**Task prompt**
Return every one of the rows below unchanged, character for character.

Raw rows:
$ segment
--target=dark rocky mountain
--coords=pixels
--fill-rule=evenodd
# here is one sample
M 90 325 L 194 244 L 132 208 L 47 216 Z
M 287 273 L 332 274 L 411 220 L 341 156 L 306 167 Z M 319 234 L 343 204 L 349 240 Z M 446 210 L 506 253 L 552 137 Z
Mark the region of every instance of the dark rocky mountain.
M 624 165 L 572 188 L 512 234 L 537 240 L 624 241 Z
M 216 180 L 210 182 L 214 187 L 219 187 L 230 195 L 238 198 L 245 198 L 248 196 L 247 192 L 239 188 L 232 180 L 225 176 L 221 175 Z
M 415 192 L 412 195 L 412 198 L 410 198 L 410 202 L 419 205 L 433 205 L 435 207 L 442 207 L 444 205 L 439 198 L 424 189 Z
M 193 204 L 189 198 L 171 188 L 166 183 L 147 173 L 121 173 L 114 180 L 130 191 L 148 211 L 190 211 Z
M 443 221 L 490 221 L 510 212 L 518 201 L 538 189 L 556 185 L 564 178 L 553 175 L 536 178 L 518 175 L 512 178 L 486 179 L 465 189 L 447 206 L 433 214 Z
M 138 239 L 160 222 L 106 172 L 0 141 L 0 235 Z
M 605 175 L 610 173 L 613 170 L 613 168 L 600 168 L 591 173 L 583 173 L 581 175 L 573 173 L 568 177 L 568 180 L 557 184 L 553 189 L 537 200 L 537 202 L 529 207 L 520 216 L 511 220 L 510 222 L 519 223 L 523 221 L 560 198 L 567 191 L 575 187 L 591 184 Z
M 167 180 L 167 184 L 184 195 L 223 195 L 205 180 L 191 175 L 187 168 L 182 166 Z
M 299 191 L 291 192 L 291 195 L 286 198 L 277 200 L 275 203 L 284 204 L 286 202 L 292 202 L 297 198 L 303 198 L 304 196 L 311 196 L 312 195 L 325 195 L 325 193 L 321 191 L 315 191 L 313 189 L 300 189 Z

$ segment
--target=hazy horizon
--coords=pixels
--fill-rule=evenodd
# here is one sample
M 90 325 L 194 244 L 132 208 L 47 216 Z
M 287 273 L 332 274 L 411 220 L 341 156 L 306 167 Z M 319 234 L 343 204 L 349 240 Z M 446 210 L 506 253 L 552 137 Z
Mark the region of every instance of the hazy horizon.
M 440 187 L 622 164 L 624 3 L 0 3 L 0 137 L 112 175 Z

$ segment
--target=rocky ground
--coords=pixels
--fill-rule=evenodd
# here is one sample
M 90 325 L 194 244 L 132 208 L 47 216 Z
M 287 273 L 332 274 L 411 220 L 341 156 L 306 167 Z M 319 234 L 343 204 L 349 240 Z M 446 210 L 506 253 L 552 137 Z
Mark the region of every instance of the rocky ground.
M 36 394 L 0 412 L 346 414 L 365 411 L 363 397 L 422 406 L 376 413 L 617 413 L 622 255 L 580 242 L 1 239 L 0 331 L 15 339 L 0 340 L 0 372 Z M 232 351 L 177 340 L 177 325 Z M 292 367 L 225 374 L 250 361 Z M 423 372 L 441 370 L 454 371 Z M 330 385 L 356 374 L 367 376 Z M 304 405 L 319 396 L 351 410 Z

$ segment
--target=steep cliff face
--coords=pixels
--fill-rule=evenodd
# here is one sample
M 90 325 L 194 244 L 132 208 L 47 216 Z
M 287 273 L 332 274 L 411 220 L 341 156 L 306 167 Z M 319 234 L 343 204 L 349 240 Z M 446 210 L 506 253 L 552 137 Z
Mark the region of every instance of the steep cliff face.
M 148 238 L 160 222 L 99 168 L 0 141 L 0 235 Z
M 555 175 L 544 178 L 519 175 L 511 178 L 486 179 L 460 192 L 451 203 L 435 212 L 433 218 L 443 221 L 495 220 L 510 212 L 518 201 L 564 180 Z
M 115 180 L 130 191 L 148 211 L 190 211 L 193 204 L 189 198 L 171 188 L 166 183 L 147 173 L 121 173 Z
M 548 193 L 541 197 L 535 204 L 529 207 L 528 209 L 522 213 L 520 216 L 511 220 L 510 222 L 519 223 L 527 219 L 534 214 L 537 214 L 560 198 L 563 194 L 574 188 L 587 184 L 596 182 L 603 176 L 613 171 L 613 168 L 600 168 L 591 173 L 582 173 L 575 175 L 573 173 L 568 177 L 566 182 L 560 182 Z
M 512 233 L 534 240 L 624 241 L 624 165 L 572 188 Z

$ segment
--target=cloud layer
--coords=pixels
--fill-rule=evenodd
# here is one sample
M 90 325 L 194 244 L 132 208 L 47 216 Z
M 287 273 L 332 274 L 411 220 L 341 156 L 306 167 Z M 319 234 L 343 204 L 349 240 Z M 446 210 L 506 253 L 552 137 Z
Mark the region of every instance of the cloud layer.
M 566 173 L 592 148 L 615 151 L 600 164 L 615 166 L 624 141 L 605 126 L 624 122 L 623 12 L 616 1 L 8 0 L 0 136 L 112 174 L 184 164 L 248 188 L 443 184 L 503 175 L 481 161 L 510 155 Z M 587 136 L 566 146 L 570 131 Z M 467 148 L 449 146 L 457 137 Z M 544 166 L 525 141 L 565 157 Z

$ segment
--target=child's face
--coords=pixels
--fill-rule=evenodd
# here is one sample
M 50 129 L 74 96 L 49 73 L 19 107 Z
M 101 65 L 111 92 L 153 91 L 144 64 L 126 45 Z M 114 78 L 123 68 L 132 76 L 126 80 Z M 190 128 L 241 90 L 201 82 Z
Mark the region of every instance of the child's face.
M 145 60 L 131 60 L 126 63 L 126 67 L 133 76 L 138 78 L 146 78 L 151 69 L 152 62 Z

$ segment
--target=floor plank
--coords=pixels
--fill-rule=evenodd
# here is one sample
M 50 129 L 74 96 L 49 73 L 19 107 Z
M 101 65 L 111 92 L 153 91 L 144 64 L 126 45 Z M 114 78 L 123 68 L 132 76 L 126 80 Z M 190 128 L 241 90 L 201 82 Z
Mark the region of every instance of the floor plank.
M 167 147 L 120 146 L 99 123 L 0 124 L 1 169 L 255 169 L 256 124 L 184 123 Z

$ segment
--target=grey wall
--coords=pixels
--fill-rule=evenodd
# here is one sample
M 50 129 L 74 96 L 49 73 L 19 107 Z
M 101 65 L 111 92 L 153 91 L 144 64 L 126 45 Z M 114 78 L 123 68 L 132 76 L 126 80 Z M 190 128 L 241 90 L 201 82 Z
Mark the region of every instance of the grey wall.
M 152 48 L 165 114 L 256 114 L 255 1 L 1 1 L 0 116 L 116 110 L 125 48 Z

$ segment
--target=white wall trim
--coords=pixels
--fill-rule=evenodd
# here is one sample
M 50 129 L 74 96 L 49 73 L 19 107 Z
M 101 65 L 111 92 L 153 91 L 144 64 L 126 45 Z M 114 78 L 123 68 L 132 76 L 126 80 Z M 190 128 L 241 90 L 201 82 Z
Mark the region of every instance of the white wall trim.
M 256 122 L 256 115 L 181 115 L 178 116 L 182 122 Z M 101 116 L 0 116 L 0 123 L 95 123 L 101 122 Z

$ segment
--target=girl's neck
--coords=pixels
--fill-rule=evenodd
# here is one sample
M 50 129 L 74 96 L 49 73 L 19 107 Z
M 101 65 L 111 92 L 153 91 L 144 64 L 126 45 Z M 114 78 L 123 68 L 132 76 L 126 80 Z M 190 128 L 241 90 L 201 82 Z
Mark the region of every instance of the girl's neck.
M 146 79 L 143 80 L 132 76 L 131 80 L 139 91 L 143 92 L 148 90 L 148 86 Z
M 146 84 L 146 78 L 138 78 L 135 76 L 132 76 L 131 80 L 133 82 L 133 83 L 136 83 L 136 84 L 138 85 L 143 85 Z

**Solution to this task**
$ segment
--target=dark rocky mountain
--coords=pixels
--fill-rule=evenodd
# here is one sample
M 90 325 L 194 244 L 132 208 L 47 216 Z
M 287 273 L 332 274 L 411 220 L 341 156 L 306 167 Z M 319 234 L 343 204 L 349 240 Z M 446 210 L 506 253 L 552 137 Z
Mark the region of every instance of the dark rocky mountain.
M 624 165 L 572 188 L 512 234 L 537 240 L 624 241 Z
M 216 180 L 210 182 L 214 187 L 219 187 L 230 195 L 238 198 L 245 198 L 248 196 L 247 192 L 239 188 L 232 180 L 225 176 L 221 175 Z
M 415 192 L 412 195 L 412 198 L 410 198 L 410 202 L 419 205 L 433 205 L 435 207 L 442 207 L 444 205 L 439 198 L 424 189 Z
M 193 204 L 189 198 L 171 188 L 166 183 L 147 173 L 121 173 L 114 180 L 130 191 L 148 211 L 190 211 Z
M 443 221 L 490 221 L 510 212 L 518 201 L 538 189 L 556 185 L 564 178 L 553 175 L 536 178 L 518 175 L 512 178 L 486 179 L 465 189 L 447 206 L 433 214 Z
M 138 239 L 160 222 L 106 172 L 0 141 L 0 235 Z
M 605 175 L 610 173 L 613 170 L 613 168 L 600 168 L 591 173 L 583 173 L 581 175 L 573 173 L 568 177 L 568 180 L 557 184 L 553 189 L 537 200 L 537 202 L 529 207 L 520 216 L 511 220 L 510 222 L 519 223 L 523 221 L 560 198 L 567 191 L 575 187 L 591 184 Z
M 167 180 L 167 184 L 184 195 L 223 195 L 205 180 L 191 175 L 187 168 L 182 166 Z
M 299 191 L 291 192 L 291 195 L 286 198 L 277 200 L 275 203 L 284 204 L 286 202 L 292 202 L 297 198 L 303 198 L 304 196 L 311 196 L 312 195 L 325 195 L 325 193 L 321 191 L 315 191 L 313 189 L 300 189 Z

$ segment
--target=hazy horizon
--coords=pixels
--fill-rule=evenodd
# here is one sample
M 90 325 L 194 244 L 132 208 L 47 216 Z
M 287 273 L 332 274 L 411 220 L 341 156 L 306 167 Z M 319 234 L 343 204 L 349 240 Z M 446 210 L 506 253 L 552 137 Z
Mark the region of every instance of the hazy horizon.
M 440 187 L 622 164 L 624 3 L 0 3 L 0 137 L 112 175 Z

$ segment
--target=rocky ground
--coords=pixels
--fill-rule=evenodd
# here is one sample
M 90 325 L 194 244 L 132 208 L 47 216 Z
M 287 273 L 332 274 L 411 220 L 341 156 L 306 167 Z M 319 234 L 343 204 L 349 240 Z M 446 210 L 506 253 L 552 137 Z
Mark the region of every instance of the rocky ground.
M 36 394 L 0 412 L 346 414 L 365 411 L 363 397 L 422 406 L 376 413 L 617 413 L 622 255 L 580 242 L 1 239 L 0 331 L 15 339 L 0 340 L 0 372 Z M 232 351 L 177 340 L 177 325 Z M 292 367 L 225 374 L 250 361 Z M 423 372 L 441 370 L 454 371 Z M 330 385 L 356 374 L 367 376 Z M 304 405 L 319 396 L 351 410 Z

$ segment
--target=steep cliff face
--coords=pixels
--fill-rule=evenodd
# here is one sample
M 90 325 L 194 244 L 132 208 L 47 216 Z
M 287 273 L 332 274 L 411 220 L 341 156 L 306 167 Z M 319 234 L 343 204 L 349 240 Z M 446 210 L 506 253 L 552 137 Z
Mark the region of every instance of the steep cliff face.
M 148 238 L 160 222 L 99 168 L 0 141 L 0 235 Z
M 555 175 L 544 178 L 519 175 L 511 178 L 486 179 L 460 192 L 451 203 L 435 212 L 433 218 L 443 221 L 495 220 L 510 212 L 518 201 L 564 180 Z
M 115 180 L 130 191 L 148 211 L 190 211 L 193 204 L 189 198 L 171 188 L 166 183 L 147 173 L 121 173 Z
M 548 193 L 541 197 L 535 204 L 529 207 L 528 209 L 522 213 L 520 216 L 511 220 L 510 222 L 519 223 L 527 219 L 534 214 L 537 214 L 560 198 L 563 194 L 574 188 L 587 184 L 596 182 L 603 176 L 613 171 L 613 168 L 600 168 L 591 173 L 582 173 L 575 175 L 573 173 L 568 177 L 566 182 L 560 182 Z
M 512 233 L 534 240 L 624 241 L 624 165 L 572 188 Z

$ segment
--target=cloud layer
--coords=pixels
--fill-rule=evenodd
# here is one sample
M 90 325 L 194 244 L 132 208 L 47 216 Z
M 287 273 L 332 274 L 411 220 L 341 156 L 306 167 Z M 319 234 L 343 204 L 349 240 Z M 446 210 L 506 253 L 552 137 Z
Mark the region of every instance of the cloud layer.
M 566 173 L 592 148 L 615 151 L 600 164 L 615 166 L 624 141 L 605 126 L 624 122 L 623 12 L 616 1 L 8 0 L 0 136 L 112 174 L 184 164 L 248 188 L 443 184 L 503 175 L 481 161 L 510 155 Z M 587 136 L 566 146 L 570 131 Z M 467 148 L 449 146 L 457 137 Z M 544 166 L 525 141 L 565 157 Z

$ segment
--target=child's face
--coords=pixels
--fill-rule=evenodd
# here is one sample
M 50 129 L 74 96 L 49 73 L 19 107 Z
M 101 65 L 111 92 L 153 91 L 144 64 L 126 45 Z M 114 78 L 123 68 L 132 76 L 126 80 Z M 190 128 L 241 90 L 201 82 Z
Mark the region of every instance of the child's face.
M 145 60 L 131 60 L 126 63 L 126 67 L 133 76 L 138 78 L 146 78 L 151 69 L 152 62 Z

$ segment
--target=floor plank
--coords=pixels
--fill-rule=evenodd
# here is one sample
M 50 129 L 74 96 L 49 73 L 19 107 Z
M 101 65 L 111 92 L 153 91 L 144 64 L 126 45 Z M 114 78 L 123 68 L 132 76 L 126 80 Z M 190 128 L 241 90 L 201 82 Z
Mark the region of every instance of the floor plank.
M 167 147 L 120 146 L 99 123 L 0 124 L 1 169 L 255 169 L 256 124 L 184 123 Z

$ segment
--target=grey wall
--coords=pixels
--fill-rule=evenodd
# here is one sample
M 50 129 L 74 96 L 49 73 L 19 107 Z
M 101 65 L 111 92 L 153 91 L 144 64 L 126 45 Z M 114 78 L 123 68 L 132 76 L 126 80 Z M 190 128 L 241 90 L 201 82 Z
Mark the region of every instance of the grey wall.
M 152 48 L 165 114 L 256 114 L 255 1 L 1 1 L 0 116 L 116 110 L 125 48 Z

$ segment
--target=white wall trim
--coords=pixels
--fill-rule=evenodd
# here is one sample
M 50 129 L 74 96 L 49 73 L 19 107 Z
M 101 65 L 111 92 L 153 91 L 144 64 L 126 45 Z M 114 78 L 123 68 L 132 76 L 126 80 Z M 190 128 L 241 90 L 201 82 Z
Mark the region of every instance of the white wall trim.
M 256 122 L 256 115 L 181 115 L 178 116 L 182 122 Z M 101 116 L 0 116 L 0 123 L 95 123 L 101 122 Z

$ segment
--target=girl's neck
--coords=pixels
--fill-rule=evenodd
# here is one sample
M 50 129 L 74 96 L 49 73 L 19 107 Z
M 101 65 L 111 92 L 153 91 L 144 64 L 126 45 Z M 114 78 L 123 68 L 132 76 L 126 80 Z M 190 128 L 241 90 L 201 82 Z
Mark the region of every instance of the girl's neck.
M 146 79 L 143 80 L 132 76 L 131 80 L 139 91 L 143 92 L 148 90 L 148 86 Z
M 146 84 L 146 78 L 138 78 L 135 76 L 132 76 L 131 80 L 133 82 L 133 83 L 136 83 L 136 84 L 138 85 L 143 85 Z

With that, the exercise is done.